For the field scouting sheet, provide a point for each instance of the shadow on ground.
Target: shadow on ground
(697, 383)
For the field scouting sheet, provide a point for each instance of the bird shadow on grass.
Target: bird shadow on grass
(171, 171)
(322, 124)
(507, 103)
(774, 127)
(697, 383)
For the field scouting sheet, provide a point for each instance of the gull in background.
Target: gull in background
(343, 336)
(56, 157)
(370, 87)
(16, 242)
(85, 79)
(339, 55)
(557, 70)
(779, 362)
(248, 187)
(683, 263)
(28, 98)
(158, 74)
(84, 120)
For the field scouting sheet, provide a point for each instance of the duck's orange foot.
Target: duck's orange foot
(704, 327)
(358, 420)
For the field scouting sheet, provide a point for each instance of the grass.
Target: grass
◆ ◆ ◆ ◆ ◆
[Exercise prompt]: I would like you to report every line in the listing above that contains "each".

[Output for this task]:
For the field scouting sheet, provide a point for each instance of the shadow on ground.
For the field scouting sheet, provide a point for each instance of the bird shadow on grass.
For the field scouting sheet, provide a point for each instance of the gull in background.
For the field scouting sheet, provide a point for each instance of the duck's orange foot.
For the field scouting sheet, provide a point for each instance of the grass.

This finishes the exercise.